• Text shown:
[BEGIN]

Reading an Argo CTD cycle data#

The first cycle#


An Argo cycle starts with a descent towards deep water, usually from the surface, and ends after the next programmed ascent to the surface (see the figure). During the surface interval, data transmission typically occurs but it is not a requirement for a cycle to have occurred. If it occurs, the cycle ends after the full surface interval has been completed.

Nowadays Argo floats can measure different parameters, however, we will focus on what is called the Argo core mission, this is observations of temperature, salinity and pressure down to 2000 meters of depth. The measurements are performed during ascent, occasionally during descent, and subsurface measurements during parking are sometimes performed.

Each cycle of a float has a unique number, increased by one after each ascent to the surface or shallow water. Float cycle numbers usually start at 1. The next cycles are increasing numbers (e.g. 2, 3,…N). Some floats report a cycle 0, called launch cycle, which is shorter than the regular cycles. The cycle time is therefore regular only for later profiles and may be variable if the float is reprogrammed after its deployment.

For those floats with cycle 0, if there is an initial descend profile, it would be on cycle 0.

First, import libraries.

import numpy as np
import xarray as xr
import netCDF4
from matplotlib import pyplot as plt
%matplotlib inline
cy1  = xr.open_dataset('../../Data/6901254/profiles/')

Printing the object gives you summary information.

Dimensions:                       (N_PROF: 2, N_PARAM: 3, N_LEVELS: 97, N_HISTORY: 3, N_CALIB: 1)
Dimensions without coordinates: N_PROF, N_PARAM, N_LEVELS, N_HISTORY, N_CALIB
Data variables: (12/64)
    DATA_TYPE                     object b'Argo profile    '
    FORMAT_VERSION                object b'3.1 '
    HANDBOOK_VERSION              object b'1.2 '
    REFERENCE_DATE_TIME           object b'19500101000000'
    DATE_CREATION                 object b'20190115112518'
    DATE_UPDATE                   object b'20190115112524'
    ...                            ...
    HISTORY_QCTEST                (N_HISTORY, N_PROF) object b'              ...
    PARAMETER                     (N_PROF, N_CALIB, N_PARAM) object b'PRES   ...
    SCIENTIFIC_CALIB_EQUATION     (N_PROF, N_CALIB, N_PARAM) object b'       ...
    SCIENTIFIC_CALIB_COMMENT      (N_PROF, N_CALIB, N_PARAM) object b'       ...
    SCIENTIFIC_CALIB_DATE         (N_PROF, N_CALIB, N_PARAM) object b'       ...
    title:                Argo float vertical profile
    institution:          CORIOLIS
    source:               Argo float
    history:              2019-01-15T11:25:18Z creation; 2019-01-15T11:25:24Z...

[END]

• Instructions:
A – According to the text about Argo float cycles, to what depth does the core mission observe temperature, salinity and pressure?
B – Carry the text about Argo float cycles on from its last line.
The items that come next have no connection to the text about Argo float cycles.

• Supplied entries:
[BEGIN]

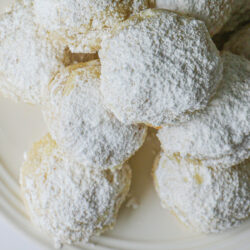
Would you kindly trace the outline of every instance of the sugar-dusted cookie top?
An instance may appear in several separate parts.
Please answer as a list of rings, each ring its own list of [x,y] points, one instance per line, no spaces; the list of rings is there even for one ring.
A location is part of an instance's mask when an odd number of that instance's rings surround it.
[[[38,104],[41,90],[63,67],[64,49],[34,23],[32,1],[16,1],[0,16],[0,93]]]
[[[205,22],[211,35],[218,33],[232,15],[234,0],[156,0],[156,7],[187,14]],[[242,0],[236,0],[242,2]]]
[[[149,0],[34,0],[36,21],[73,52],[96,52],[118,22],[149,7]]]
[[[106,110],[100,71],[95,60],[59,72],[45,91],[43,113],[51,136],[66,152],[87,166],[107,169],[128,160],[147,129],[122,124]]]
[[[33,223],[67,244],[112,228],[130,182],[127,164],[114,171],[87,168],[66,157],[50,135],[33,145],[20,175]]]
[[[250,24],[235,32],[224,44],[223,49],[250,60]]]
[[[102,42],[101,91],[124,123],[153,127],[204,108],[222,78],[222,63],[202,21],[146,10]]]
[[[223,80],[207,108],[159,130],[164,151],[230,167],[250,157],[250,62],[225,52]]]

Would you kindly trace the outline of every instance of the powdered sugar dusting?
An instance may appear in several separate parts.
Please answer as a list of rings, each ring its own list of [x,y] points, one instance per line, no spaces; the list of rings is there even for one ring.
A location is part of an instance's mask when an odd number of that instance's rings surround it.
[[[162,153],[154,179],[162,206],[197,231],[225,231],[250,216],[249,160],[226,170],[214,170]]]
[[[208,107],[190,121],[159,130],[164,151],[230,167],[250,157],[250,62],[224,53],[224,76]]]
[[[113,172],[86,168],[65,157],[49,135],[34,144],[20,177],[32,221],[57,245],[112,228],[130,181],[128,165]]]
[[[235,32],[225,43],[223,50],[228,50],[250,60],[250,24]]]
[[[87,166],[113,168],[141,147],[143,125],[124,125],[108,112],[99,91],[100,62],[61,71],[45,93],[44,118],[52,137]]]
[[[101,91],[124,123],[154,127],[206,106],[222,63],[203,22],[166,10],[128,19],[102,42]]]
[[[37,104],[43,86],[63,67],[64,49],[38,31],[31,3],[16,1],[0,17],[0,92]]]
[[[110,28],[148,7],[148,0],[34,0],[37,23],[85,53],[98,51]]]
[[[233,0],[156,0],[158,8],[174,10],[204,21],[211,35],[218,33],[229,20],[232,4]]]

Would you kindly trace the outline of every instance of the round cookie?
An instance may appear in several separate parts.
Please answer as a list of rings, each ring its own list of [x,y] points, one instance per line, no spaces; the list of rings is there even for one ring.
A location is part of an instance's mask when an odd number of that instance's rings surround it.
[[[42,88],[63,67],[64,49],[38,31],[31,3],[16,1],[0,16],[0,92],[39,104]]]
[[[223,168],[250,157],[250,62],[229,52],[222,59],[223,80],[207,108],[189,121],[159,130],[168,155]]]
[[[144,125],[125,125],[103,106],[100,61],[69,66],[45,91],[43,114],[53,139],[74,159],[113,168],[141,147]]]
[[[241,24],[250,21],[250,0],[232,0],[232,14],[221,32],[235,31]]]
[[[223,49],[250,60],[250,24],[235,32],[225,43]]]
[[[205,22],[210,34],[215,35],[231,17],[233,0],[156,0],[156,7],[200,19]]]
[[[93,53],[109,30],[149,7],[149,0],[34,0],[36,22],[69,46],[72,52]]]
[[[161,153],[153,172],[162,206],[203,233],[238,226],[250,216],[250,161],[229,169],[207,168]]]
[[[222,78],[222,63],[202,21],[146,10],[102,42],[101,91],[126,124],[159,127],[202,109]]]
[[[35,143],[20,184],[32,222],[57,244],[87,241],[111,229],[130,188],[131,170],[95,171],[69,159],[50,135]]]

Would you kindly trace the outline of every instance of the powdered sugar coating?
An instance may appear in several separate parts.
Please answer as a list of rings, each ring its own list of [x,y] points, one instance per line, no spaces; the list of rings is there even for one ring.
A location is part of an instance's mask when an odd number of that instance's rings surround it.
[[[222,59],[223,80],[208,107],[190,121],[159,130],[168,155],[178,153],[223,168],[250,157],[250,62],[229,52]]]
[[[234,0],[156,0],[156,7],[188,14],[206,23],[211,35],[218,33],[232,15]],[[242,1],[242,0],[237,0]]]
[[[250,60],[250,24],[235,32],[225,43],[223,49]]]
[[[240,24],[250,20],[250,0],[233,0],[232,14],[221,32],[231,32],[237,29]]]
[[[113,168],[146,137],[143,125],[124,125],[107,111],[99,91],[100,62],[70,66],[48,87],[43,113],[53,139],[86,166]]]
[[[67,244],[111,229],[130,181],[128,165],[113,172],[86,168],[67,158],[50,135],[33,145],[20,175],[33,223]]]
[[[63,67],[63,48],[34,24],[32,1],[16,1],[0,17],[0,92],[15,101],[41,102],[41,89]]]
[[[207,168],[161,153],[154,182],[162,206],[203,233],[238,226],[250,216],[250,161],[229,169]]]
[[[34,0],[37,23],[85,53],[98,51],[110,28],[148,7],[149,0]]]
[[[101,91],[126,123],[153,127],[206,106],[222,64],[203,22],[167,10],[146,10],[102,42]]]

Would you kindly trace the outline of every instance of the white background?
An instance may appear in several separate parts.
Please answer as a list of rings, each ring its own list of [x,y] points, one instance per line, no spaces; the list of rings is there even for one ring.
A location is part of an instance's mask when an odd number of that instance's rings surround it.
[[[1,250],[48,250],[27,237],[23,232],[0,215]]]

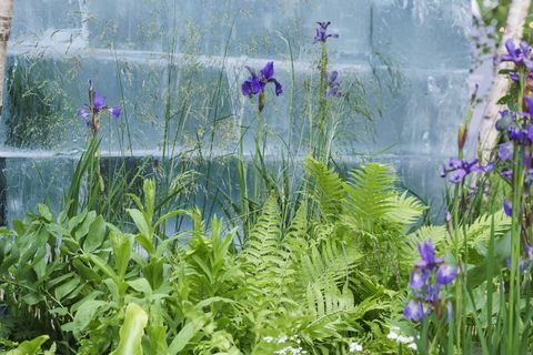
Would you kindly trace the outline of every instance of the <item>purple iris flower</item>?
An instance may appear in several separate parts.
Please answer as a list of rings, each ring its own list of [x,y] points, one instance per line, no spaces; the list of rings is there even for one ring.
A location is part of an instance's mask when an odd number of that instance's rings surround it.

[END]
[BEGIN]

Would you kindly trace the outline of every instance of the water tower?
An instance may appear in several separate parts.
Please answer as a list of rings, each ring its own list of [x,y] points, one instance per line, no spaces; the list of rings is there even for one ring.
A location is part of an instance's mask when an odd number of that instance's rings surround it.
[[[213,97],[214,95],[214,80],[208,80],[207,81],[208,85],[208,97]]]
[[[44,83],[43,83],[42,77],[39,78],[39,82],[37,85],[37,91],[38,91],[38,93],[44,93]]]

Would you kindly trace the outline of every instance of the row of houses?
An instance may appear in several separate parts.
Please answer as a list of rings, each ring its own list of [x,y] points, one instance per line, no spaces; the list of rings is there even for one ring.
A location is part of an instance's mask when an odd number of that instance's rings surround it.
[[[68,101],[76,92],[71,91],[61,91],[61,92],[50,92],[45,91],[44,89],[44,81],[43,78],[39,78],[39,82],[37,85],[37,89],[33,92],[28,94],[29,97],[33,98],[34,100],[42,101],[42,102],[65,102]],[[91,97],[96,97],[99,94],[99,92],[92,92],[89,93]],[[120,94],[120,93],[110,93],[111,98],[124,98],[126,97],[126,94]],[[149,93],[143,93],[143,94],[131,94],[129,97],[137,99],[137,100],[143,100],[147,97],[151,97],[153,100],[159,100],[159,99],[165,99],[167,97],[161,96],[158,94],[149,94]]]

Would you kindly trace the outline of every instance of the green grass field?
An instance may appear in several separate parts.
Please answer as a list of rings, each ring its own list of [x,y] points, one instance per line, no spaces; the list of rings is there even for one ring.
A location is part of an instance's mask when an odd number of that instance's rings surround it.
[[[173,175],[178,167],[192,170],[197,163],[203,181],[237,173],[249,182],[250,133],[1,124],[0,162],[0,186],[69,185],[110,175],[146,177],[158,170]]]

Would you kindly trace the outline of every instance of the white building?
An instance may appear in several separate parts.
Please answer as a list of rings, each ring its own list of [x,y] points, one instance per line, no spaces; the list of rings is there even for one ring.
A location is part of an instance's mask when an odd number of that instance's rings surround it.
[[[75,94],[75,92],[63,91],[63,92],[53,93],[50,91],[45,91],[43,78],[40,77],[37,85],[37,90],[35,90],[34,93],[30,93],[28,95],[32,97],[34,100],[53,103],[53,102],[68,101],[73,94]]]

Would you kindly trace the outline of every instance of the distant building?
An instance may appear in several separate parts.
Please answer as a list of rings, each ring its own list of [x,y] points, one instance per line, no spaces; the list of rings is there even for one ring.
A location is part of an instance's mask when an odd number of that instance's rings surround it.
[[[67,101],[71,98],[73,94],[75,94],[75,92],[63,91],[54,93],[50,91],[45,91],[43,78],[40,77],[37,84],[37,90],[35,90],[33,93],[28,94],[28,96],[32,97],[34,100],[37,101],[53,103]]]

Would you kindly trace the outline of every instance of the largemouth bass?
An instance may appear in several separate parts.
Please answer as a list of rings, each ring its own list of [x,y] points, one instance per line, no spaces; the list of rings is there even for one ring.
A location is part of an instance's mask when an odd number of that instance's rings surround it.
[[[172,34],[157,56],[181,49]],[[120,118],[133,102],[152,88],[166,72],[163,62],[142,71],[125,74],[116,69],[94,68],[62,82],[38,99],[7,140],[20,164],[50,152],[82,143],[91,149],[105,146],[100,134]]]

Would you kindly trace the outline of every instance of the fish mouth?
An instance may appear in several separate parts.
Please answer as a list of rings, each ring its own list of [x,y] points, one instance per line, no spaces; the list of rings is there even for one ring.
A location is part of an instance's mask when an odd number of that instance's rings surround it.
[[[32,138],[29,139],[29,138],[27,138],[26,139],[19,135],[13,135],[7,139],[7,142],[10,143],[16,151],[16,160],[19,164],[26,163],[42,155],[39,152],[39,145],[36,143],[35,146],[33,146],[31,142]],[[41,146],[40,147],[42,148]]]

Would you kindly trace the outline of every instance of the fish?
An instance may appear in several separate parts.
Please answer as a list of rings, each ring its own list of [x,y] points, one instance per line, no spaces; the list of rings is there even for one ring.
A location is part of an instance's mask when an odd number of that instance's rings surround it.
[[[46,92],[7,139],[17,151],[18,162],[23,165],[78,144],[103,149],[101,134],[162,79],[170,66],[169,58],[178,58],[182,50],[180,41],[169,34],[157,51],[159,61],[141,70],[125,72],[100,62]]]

[END]

• Answers for the exercise:
A – Down to 2000 meters.

B –
    user_manual_version:  3.1
    Conventions:          Argo-3.1 CF-1.6
    featureType:          trajectoryProfile
    decoder_version:      CODA_027d

This is an ideal occasion to remember one of the main properties of the netCDF format seen previously: It is a Self-Describing format.

The name for the core observations, temperature, salinity and pressure down to 2000 meters of depth, are TEMP, SALT and PRES. Although we could inspect the previous print-out of the cy1 dataset, we can use the data itself:

print(f"The core variables are: \n TEMP {cy1.TEMP.long_name} \n PSAL {cy1.PSAL.long_name} and \n PRES {cy1.PRES.long_name}")
NameError                                 Traceback (most recent call last)
<ipython-input-1-dcf936167f67> in <module>
----> 1 print(f"The core variables are: \n TEMP {cy1.TEMP.long_name} \n PSAL {cy1.PSAL.long_name} and \n PRES {cy1.PRES.long_name}")

NameError: name 'cy1' is not defined

In this file, the variables TEMP_ADJUSTED, PSAL_ADJUSTED and PRES_ADJUSTED are also shown, which correspond to data that has gone through the second stage of quality control. However, here we keep the focus on the Real-Time data in section Real-Time and Delayed mode data.

print(f"The dimesions of TEMP are:\n {cy1.TEMP.dims[0]}:{cy1.TEMP.shape[0]} \n {cy1.TEMP.dims[1]}:{cy1.TEMP.shape[1]}")
The dimesions of TEMP are:

We note that for for the first cycle there are two profiles (N_PROF=2) and 97 vertical levels… lets plot them:

fig, ax = plt.subplots(1,2,figsize=(8,10))



This is, within the cycle file, there are two profiles. The first one (N_PROF=0 in blue) is measured during its ascend from 2000 dbar to 5 dbar and it constitutes the core Argo program; the second one (N_PROF=1 in red) only measures the top 5 dbar.

Once again all the information is in the netcf file, the data variable VERTICAL_SAMPLING_SCHEME contains all the details:

print(f"The first profile is the: { str(cy1.VERTICAL_SAMPLING_SCHEME[0].astype(str).values) }")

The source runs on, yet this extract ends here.